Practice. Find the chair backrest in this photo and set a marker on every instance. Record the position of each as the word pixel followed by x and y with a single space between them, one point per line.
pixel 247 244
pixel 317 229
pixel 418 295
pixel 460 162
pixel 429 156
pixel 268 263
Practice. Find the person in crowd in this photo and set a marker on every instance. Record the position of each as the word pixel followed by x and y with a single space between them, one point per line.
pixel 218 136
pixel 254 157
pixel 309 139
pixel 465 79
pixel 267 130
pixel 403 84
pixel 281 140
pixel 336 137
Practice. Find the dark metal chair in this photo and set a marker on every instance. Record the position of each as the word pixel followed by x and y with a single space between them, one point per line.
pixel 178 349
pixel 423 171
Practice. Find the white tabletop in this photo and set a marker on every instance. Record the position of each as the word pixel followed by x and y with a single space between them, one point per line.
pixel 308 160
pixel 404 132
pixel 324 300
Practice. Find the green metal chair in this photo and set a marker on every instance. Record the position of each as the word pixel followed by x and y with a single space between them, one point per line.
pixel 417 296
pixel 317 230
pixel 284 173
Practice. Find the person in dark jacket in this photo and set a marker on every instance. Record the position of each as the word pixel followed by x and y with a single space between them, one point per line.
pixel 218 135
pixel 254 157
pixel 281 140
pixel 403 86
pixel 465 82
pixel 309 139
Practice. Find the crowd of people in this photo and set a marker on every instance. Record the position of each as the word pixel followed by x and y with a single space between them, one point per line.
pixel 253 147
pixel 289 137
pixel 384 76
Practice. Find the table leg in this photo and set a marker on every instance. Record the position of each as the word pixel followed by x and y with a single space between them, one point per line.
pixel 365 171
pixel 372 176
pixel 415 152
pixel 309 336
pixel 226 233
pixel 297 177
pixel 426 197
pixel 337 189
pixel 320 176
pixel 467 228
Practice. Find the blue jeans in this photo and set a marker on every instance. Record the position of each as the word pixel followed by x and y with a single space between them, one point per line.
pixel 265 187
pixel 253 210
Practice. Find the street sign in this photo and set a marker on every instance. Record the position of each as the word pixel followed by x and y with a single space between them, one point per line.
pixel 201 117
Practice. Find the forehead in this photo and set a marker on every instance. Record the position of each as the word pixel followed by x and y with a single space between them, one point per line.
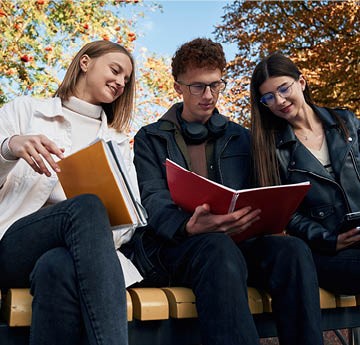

===

__What is needed__: Transcribe every entry exactly. Leave out the pictures.

__Solution__:
Practice. Find the chair backrest in this photo and set a marker on every instance. Record the position of each as the word pixel followed by x and y with a single space between them, one point per line.
pixel 247 244
pixel 317 229
pixel 418 295
pixel 460 162
pixel 429 156
pixel 268 263
Practice. Find the person in crowd in this photo and set a marker on every instance. Record the position of each as the word pixel followed by x and y with a single space between them, one point per line.
pixel 218 136
pixel 254 157
pixel 309 139
pixel 465 79
pixel 267 130
pixel 403 84
pixel 281 140
pixel 336 137
Practice. Find the dark metal chair in this photo and set a marker on every instance. Record the position of each as the word pixel followed by x and y with a single space between them, one point per line.
pixel 178 349
pixel 423 171
Practice. Find the white tabletop in this photo and set a marker on every instance. Record the position of each as the word pixel followed by x and y with a single space between them, one point per line.
pixel 308 160
pixel 404 132
pixel 324 300
Practice. Find the green metal chair in this photo and set a marker on every instance. Record the position of each as the word pixel followed by x and y with a single space between them, one point per line.
pixel 417 296
pixel 317 230
pixel 284 173
Practice. Find the person in dark jacket in this photo and set a marker on every instance. Record the position of each as the word pixel followed by x and y with a single space between them, one point per line.
pixel 218 135
pixel 254 157
pixel 281 140
pixel 403 86
pixel 465 82
pixel 309 139
Practice. Find the crowd of people in this photo and set a marker on every instance. Record the position of each as the word pixel followed by x and y with a single space between them, one point per line.
pixel 253 147
pixel 289 137
pixel 384 76
Practice. Find the table leg in this photo and set a marker on every instance. Record the position of each as the word pixel followed by x and y with a single space between them, one point per line.
pixel 365 171
pixel 372 176
pixel 415 152
pixel 309 336
pixel 226 233
pixel 297 177
pixel 426 197
pixel 337 189
pixel 320 176
pixel 467 228
Practice. Find the blue jeans in this photo and set a marker on every instance. Record the position of each as the word pixel followed by x and y with a single space between them, one point per line.
pixel 265 187
pixel 253 210
Practice. Find the street sign in this photo and set a marker on every instance. Record the position of each as the word pixel followed by x and y with a single space between them, one point per line.
pixel 201 117
Practice. Find the forehead in this photo and set a marker on every instance. Record the position of each as the word pixel followed by x and y with a single space between them, one point per line.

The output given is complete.